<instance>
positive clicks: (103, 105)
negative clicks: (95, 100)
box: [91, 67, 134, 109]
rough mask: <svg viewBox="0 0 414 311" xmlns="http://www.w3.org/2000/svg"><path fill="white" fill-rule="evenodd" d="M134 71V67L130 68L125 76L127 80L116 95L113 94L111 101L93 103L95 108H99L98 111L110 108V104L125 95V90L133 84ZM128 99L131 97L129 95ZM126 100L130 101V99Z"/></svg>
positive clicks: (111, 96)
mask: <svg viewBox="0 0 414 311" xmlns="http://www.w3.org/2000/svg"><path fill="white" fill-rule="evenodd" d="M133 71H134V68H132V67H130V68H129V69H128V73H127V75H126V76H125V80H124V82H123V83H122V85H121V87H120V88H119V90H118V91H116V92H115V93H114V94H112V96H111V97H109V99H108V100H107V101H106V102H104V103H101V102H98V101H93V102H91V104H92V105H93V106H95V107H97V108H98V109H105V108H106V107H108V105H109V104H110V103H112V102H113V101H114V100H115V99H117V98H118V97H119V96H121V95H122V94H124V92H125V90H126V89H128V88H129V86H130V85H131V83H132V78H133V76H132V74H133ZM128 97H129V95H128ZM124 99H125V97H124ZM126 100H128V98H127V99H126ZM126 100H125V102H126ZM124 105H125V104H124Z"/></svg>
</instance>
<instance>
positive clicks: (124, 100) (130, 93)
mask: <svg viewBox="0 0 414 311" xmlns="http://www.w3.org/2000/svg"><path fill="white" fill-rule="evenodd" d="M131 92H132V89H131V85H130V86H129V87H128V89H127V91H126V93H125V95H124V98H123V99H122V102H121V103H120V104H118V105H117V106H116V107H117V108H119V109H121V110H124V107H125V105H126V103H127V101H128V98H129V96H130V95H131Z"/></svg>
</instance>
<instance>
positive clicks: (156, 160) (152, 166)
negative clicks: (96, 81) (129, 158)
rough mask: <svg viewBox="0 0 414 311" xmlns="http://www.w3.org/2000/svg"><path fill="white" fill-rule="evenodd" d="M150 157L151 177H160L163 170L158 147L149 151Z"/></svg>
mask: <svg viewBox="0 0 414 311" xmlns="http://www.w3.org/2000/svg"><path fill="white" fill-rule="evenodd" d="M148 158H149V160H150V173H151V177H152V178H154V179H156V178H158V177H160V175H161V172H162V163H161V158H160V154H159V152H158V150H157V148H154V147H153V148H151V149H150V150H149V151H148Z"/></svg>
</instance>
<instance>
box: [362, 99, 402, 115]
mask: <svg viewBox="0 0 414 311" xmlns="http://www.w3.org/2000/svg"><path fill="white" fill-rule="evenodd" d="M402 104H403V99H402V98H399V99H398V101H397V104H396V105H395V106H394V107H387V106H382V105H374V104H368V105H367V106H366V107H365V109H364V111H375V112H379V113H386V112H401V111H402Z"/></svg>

◆ ◆ ◆ ◆ ◆ ◆ ◆

_Exercise details_: How many lines in the records above contain the string "positive", with case counting? Give only the number.

_Task response_: 4